TASK GOAL:
Transcribe, exactly as they appear, only the lines from the one holding "Mark one point on every instance of the woman's chin" through the end of the entries below.

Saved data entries
════════════════════

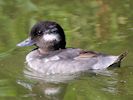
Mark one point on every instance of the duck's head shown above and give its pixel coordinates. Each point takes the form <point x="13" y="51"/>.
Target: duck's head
<point x="46" y="35"/>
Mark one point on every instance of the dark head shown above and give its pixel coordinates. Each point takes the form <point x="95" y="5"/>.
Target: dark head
<point x="46" y="35"/>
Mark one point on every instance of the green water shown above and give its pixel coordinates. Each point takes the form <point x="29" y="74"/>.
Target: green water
<point x="99" y="25"/>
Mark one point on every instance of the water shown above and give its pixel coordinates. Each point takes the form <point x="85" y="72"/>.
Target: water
<point x="99" y="25"/>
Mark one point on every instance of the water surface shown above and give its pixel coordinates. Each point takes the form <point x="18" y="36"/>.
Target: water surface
<point x="99" y="25"/>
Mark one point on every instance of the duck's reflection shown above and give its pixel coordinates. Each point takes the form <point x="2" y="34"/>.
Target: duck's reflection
<point x="46" y="87"/>
<point x="53" y="87"/>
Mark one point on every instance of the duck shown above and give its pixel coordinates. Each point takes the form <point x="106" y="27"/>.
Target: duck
<point x="51" y="56"/>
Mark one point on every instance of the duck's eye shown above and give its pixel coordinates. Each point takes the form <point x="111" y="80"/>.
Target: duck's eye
<point x="39" y="33"/>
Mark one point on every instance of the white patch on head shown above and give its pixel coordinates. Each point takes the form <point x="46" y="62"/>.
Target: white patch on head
<point x="51" y="37"/>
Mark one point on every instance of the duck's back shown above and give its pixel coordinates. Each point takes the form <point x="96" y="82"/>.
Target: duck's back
<point x="69" y="61"/>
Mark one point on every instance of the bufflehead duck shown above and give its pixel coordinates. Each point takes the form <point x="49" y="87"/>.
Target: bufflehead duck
<point x="51" y="55"/>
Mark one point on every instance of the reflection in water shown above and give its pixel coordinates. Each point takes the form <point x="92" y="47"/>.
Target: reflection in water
<point x="54" y="87"/>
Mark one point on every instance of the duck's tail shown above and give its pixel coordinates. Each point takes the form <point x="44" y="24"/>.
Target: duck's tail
<point x="119" y="59"/>
<point x="121" y="56"/>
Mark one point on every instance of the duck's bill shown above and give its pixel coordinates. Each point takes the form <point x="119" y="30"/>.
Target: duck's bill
<point x="27" y="42"/>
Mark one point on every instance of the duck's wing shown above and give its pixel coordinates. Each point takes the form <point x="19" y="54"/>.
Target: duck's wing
<point x="101" y="60"/>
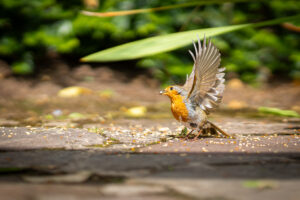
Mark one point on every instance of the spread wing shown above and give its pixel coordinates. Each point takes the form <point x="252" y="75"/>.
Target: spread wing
<point x="205" y="85"/>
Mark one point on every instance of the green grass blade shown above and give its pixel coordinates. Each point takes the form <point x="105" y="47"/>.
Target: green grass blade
<point x="169" y="42"/>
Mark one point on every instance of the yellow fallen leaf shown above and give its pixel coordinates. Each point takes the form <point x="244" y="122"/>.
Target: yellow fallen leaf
<point x="73" y="91"/>
<point x="107" y="94"/>
<point x="138" y="111"/>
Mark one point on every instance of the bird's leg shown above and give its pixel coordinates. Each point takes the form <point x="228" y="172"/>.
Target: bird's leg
<point x="199" y="133"/>
<point x="220" y="130"/>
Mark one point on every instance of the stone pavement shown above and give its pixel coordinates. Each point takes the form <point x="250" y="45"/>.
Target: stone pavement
<point x="134" y="161"/>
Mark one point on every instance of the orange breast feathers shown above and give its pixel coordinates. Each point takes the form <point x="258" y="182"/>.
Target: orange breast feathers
<point x="179" y="109"/>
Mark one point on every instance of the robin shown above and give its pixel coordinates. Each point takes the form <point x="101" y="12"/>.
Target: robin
<point x="202" y="91"/>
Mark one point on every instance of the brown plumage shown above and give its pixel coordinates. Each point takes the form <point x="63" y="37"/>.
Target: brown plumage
<point x="202" y="91"/>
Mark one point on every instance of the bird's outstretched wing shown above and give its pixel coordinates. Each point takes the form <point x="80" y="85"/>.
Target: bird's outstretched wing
<point x="205" y="85"/>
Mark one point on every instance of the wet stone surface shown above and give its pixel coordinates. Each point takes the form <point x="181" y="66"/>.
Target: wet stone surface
<point x="150" y="161"/>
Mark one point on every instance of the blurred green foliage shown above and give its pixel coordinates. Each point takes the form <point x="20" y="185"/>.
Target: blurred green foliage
<point x="29" y="30"/>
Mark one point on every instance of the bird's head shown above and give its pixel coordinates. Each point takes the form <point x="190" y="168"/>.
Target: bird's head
<point x="170" y="91"/>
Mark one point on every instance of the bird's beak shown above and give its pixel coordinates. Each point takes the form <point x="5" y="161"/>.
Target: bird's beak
<point x="162" y="92"/>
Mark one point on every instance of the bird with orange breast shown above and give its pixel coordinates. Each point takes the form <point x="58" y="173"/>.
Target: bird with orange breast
<point x="202" y="91"/>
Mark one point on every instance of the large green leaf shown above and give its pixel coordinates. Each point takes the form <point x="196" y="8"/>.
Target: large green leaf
<point x="146" y="10"/>
<point x="164" y="43"/>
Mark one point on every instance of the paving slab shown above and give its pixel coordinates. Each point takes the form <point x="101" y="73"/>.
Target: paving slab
<point x="150" y="161"/>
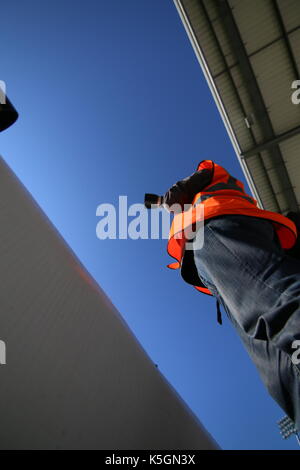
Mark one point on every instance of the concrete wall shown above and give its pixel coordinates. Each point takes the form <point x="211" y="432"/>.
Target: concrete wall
<point x="75" y="376"/>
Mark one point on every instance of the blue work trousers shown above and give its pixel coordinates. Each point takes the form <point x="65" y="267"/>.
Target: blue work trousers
<point x="258" y="284"/>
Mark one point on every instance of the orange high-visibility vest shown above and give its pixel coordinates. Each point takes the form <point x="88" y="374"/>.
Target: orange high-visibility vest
<point x="223" y="196"/>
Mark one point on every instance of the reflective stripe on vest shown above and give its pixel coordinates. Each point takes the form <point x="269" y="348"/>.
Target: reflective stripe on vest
<point x="225" y="195"/>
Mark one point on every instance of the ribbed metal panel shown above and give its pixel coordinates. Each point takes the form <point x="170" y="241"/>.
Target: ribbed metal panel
<point x="256" y="22"/>
<point x="237" y="118"/>
<point x="290" y="11"/>
<point x="275" y="75"/>
<point x="204" y="36"/>
<point x="75" y="377"/>
<point x="257" y="173"/>
<point x="291" y="149"/>
<point x="260" y="27"/>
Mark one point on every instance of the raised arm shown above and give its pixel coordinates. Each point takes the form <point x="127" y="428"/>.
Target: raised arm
<point x="183" y="191"/>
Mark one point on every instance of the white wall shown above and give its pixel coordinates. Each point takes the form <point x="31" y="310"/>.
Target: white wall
<point x="75" y="376"/>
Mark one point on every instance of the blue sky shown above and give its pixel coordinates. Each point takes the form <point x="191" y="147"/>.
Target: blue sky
<point x="112" y="101"/>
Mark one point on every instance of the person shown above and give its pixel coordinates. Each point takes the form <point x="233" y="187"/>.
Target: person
<point x="247" y="263"/>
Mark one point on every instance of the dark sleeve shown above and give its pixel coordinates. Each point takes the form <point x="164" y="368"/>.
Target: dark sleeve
<point x="184" y="191"/>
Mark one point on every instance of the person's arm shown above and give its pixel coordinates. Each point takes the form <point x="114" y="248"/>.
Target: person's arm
<point x="183" y="191"/>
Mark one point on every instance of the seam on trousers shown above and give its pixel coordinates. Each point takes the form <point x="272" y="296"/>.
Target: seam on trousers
<point x="246" y="266"/>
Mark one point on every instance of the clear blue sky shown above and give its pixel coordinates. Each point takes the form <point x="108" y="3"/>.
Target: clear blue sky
<point x="112" y="101"/>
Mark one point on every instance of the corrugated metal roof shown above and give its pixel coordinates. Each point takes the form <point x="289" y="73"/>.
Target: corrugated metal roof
<point x="250" y="55"/>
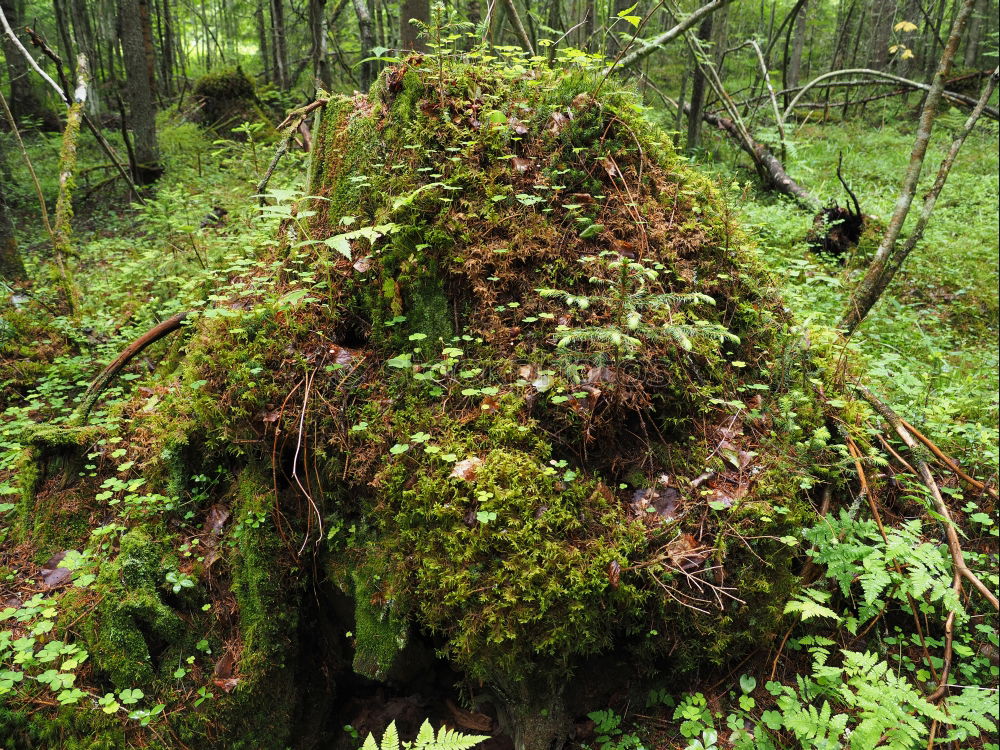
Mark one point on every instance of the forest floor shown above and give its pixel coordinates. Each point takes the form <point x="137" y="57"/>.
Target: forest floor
<point x="930" y="346"/>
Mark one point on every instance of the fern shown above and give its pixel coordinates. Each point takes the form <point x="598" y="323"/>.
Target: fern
<point x="445" y="739"/>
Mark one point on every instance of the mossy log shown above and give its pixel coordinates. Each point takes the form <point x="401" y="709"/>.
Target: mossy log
<point x="519" y="394"/>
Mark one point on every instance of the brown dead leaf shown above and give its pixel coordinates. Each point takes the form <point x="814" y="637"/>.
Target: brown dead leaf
<point x="216" y="519"/>
<point x="466" y="469"/>
<point x="227" y="685"/>
<point x="342" y="355"/>
<point x="686" y="553"/>
<point x="521" y="164"/>
<point x="614" y="573"/>
<point x="469" y="720"/>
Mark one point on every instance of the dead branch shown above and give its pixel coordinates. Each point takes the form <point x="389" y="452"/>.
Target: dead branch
<point x="954" y="545"/>
<point x="101" y="382"/>
<point x="950" y="463"/>
<point x="952" y="96"/>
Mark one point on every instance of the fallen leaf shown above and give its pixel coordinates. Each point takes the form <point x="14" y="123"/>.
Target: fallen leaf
<point x="470" y="720"/>
<point x="521" y="164"/>
<point x="227" y="685"/>
<point x="216" y="519"/>
<point x="466" y="469"/>
<point x="56" y="577"/>
<point x="614" y="573"/>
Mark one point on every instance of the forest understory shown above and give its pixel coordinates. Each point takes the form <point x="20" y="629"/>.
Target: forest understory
<point x="496" y="398"/>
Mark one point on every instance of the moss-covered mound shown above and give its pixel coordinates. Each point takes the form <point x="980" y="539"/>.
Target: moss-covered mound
<point x="226" y="99"/>
<point x="512" y="388"/>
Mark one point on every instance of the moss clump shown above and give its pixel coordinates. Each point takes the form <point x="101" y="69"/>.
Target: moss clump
<point x="227" y="99"/>
<point x="134" y="635"/>
<point x="487" y="395"/>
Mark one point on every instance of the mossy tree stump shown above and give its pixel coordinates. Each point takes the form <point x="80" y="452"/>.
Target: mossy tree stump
<point x="522" y="392"/>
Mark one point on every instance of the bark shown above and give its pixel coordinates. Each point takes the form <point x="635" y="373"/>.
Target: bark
<point x="11" y="263"/>
<point x="648" y="46"/>
<point x="168" y="57"/>
<point x="515" y="20"/>
<point x="951" y="96"/>
<point x="149" y="50"/>
<point x="279" y="44"/>
<point x="139" y="94"/>
<point x="320" y="56"/>
<point x="975" y="33"/>
<point x="698" y="91"/>
<point x="25" y="100"/>
<point x="419" y="10"/>
<point x="883" y="13"/>
<point x="65" y="43"/>
<point x="867" y="295"/>
<point x="366" y="31"/>
<point x="798" y="44"/>
<point x="883" y="266"/>
<point x="262" y="45"/>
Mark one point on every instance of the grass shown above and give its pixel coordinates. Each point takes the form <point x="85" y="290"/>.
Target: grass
<point x="930" y="345"/>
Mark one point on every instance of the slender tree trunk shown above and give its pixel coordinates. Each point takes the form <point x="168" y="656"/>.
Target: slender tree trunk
<point x="366" y="31"/>
<point x="975" y="33"/>
<point x="148" y="48"/>
<point x="169" y="64"/>
<point x="139" y="93"/>
<point x="698" y="88"/>
<point x="883" y="266"/>
<point x="419" y="10"/>
<point x="65" y="42"/>
<point x="317" y="28"/>
<point x="280" y="50"/>
<point x="11" y="263"/>
<point x="25" y="100"/>
<point x="900" y="254"/>
<point x="262" y="45"/>
<point x="798" y="44"/>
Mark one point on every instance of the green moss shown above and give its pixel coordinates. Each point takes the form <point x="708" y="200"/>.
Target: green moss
<point x="134" y="634"/>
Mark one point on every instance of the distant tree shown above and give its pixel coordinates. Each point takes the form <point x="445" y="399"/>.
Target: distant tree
<point x="25" y="100"/>
<point x="419" y="10"/>
<point x="139" y="92"/>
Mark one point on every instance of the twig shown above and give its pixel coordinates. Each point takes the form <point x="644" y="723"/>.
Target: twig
<point x="954" y="545"/>
<point x="27" y="160"/>
<point x="68" y="100"/>
<point x="950" y="463"/>
<point x="154" y="334"/>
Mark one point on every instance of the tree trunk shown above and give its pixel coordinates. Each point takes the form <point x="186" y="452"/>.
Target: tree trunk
<point x="167" y="49"/>
<point x="139" y="93"/>
<point x="419" y="10"/>
<point x="366" y="31"/>
<point x="262" y="46"/>
<point x="11" y="263"/>
<point x="881" y="270"/>
<point x="883" y="12"/>
<point x="975" y="33"/>
<point x="798" y="44"/>
<point x="280" y="55"/>
<point x="320" y="58"/>
<point x="149" y="50"/>
<point x="25" y="100"/>
<point x="65" y="42"/>
<point x="698" y="91"/>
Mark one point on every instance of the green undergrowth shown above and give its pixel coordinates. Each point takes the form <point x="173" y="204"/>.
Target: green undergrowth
<point x="504" y="379"/>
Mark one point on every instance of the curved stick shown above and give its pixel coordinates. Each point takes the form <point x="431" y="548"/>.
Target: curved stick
<point x="153" y="335"/>
<point x="989" y="111"/>
<point x="954" y="545"/>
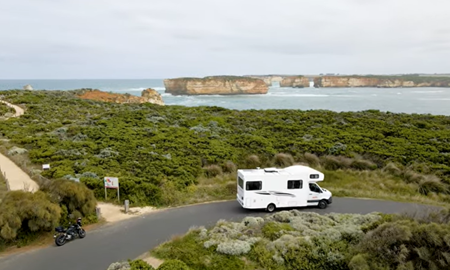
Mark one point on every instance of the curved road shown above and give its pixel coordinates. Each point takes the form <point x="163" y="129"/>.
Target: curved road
<point x="129" y="239"/>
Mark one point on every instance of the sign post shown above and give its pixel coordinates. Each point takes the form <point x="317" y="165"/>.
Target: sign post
<point x="112" y="182"/>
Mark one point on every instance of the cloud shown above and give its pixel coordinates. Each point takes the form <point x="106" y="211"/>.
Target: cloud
<point x="160" y="38"/>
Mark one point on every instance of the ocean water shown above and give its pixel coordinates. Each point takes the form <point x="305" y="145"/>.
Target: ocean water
<point x="399" y="100"/>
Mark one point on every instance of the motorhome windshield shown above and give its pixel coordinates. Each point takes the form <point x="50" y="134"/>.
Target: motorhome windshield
<point x="240" y="182"/>
<point x="315" y="188"/>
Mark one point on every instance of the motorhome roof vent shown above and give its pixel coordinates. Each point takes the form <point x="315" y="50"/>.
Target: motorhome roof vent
<point x="270" y="170"/>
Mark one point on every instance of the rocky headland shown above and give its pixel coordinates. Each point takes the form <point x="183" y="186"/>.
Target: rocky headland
<point x="216" y="85"/>
<point x="147" y="96"/>
<point x="381" y="81"/>
<point x="295" y="82"/>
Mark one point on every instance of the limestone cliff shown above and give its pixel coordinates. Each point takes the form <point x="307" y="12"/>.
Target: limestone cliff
<point x="147" y="96"/>
<point x="295" y="81"/>
<point x="381" y="81"/>
<point x="216" y="85"/>
<point x="268" y="79"/>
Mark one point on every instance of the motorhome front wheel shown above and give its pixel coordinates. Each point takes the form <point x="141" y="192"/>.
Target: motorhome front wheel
<point x="323" y="204"/>
<point x="271" y="207"/>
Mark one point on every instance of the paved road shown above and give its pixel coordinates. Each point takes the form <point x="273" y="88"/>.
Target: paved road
<point x="130" y="238"/>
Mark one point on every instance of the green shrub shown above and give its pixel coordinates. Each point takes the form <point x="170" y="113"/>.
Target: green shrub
<point x="229" y="167"/>
<point x="311" y="159"/>
<point x="27" y="213"/>
<point x="173" y="265"/>
<point x="149" y="146"/>
<point x="76" y="197"/>
<point x="213" y="170"/>
<point x="283" y="160"/>
<point x="336" y="162"/>
<point x="392" y="169"/>
<point x="363" y="165"/>
<point x="252" y="161"/>
<point x="140" y="265"/>
<point x="432" y="183"/>
<point x="273" y="230"/>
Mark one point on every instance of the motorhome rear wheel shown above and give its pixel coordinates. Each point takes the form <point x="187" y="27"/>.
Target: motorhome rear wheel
<point x="323" y="204"/>
<point x="271" y="207"/>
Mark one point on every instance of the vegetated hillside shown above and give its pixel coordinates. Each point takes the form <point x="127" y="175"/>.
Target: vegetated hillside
<point x="4" y="109"/>
<point x="163" y="154"/>
<point x="303" y="240"/>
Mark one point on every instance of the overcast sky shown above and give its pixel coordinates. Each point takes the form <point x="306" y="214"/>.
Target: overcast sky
<point x="50" y="39"/>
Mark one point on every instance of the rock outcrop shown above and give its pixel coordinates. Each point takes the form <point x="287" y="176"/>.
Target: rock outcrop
<point x="381" y="81"/>
<point x="268" y="79"/>
<point x="27" y="87"/>
<point x="147" y="96"/>
<point x="216" y="85"/>
<point x="295" y="81"/>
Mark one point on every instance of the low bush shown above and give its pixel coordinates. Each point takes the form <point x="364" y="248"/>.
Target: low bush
<point x="213" y="170"/>
<point x="160" y="153"/>
<point x="173" y="265"/>
<point x="25" y="215"/>
<point x="283" y="160"/>
<point x="303" y="240"/>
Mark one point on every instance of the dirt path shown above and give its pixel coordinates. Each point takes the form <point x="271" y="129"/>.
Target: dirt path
<point x="19" y="111"/>
<point x="16" y="178"/>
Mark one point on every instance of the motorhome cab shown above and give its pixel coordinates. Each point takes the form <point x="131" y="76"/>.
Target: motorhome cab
<point x="271" y="188"/>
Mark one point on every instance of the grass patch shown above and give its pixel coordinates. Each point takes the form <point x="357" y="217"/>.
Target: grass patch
<point x="378" y="185"/>
<point x="304" y="240"/>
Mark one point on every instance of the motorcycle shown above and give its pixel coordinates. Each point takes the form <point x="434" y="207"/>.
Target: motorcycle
<point x="74" y="230"/>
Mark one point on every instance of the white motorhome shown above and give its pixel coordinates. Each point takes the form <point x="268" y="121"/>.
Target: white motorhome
<point x="271" y="188"/>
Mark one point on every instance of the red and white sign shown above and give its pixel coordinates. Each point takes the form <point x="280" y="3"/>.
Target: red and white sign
<point x="111" y="182"/>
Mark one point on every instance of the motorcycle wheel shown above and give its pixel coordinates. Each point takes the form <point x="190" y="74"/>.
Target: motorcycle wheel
<point x="82" y="233"/>
<point x="60" y="240"/>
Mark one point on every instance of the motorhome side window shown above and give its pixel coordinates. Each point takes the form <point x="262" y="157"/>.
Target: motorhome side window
<point x="314" y="188"/>
<point x="295" y="184"/>
<point x="253" y="185"/>
<point x="241" y="182"/>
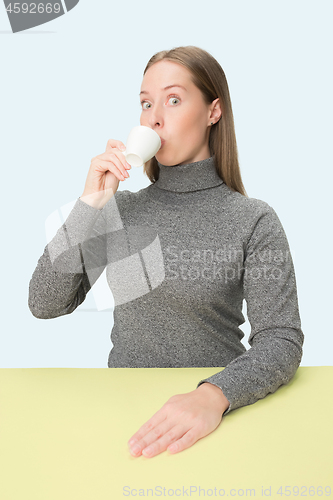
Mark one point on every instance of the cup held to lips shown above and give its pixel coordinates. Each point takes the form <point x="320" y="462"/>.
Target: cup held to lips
<point x="142" y="144"/>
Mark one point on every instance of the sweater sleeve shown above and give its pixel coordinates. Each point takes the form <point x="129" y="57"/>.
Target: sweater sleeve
<point x="276" y="337"/>
<point x="71" y="263"/>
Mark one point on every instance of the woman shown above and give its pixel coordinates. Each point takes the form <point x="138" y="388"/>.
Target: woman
<point x="181" y="256"/>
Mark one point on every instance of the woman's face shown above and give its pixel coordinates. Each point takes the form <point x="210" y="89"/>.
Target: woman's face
<point x="175" y="108"/>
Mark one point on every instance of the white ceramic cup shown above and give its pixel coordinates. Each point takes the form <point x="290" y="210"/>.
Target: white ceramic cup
<point x="142" y="144"/>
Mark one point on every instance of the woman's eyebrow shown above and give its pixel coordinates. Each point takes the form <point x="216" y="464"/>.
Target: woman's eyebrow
<point x="165" y="88"/>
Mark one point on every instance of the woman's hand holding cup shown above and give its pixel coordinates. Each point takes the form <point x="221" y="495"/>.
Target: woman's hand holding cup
<point x="105" y="172"/>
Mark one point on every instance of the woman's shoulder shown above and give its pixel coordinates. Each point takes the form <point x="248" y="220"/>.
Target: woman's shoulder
<point x="247" y="205"/>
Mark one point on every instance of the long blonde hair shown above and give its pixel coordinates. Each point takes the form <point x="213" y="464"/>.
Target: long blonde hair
<point x="209" y="77"/>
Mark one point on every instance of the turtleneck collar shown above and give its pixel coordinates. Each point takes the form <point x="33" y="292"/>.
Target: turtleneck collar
<point x="190" y="177"/>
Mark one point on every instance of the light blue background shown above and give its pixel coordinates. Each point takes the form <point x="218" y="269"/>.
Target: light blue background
<point x="70" y="85"/>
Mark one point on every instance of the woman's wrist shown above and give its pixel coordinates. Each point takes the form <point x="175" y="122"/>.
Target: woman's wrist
<point x="215" y="392"/>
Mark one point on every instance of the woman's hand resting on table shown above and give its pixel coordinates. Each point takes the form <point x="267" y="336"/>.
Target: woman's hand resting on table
<point x="105" y="172"/>
<point x="181" y="422"/>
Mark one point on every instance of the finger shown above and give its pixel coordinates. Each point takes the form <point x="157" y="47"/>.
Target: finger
<point x="172" y="435"/>
<point x="186" y="441"/>
<point x="154" y="438"/>
<point x="112" y="143"/>
<point x="106" y="166"/>
<point x="155" y="420"/>
<point x="113" y="159"/>
<point x="114" y="153"/>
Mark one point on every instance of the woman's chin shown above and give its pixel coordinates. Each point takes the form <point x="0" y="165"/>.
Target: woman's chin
<point x="165" y="160"/>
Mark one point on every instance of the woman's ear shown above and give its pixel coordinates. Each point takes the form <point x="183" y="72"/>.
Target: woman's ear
<point x="215" y="111"/>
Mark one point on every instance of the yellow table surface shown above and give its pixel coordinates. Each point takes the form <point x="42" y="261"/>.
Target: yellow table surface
<point x="64" y="433"/>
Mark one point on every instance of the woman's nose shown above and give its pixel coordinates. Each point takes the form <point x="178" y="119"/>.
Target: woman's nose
<point x="156" y="119"/>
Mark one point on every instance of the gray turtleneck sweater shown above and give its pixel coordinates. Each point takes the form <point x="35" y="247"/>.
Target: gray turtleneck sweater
<point x="180" y="257"/>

════════════════════

RESPONSE TO THE TASK:
Mark one point on every instance of the woman's chin shown above and give its pixel coordinates. Each point takes the form <point x="0" y="165"/>.
Target: woman's chin
<point x="165" y="160"/>
Mark one point on every instance of the woman's ear shown above and give its pixel coordinates. Each point takes the form <point x="183" y="72"/>.
Target: woman's ear
<point x="215" y="111"/>
Mark one point on every instance of the yellow table surface shown above and give its pixel coordinates. Each point takes the form <point x="42" y="261"/>.
Target: yellow table surface
<point x="64" y="433"/>
Mark one point on every instance of the woman's nose shown above and give its pixel coordinates. Each point takes the form <point x="178" y="119"/>.
Target: woman's nose
<point x="156" y="119"/>
Mark one point on every instance of the gray turtleneck sweater shown above and give its pixel coordinates. Each point takes the form <point x="35" y="247"/>.
Target: gray turtleneck sweater
<point x="180" y="257"/>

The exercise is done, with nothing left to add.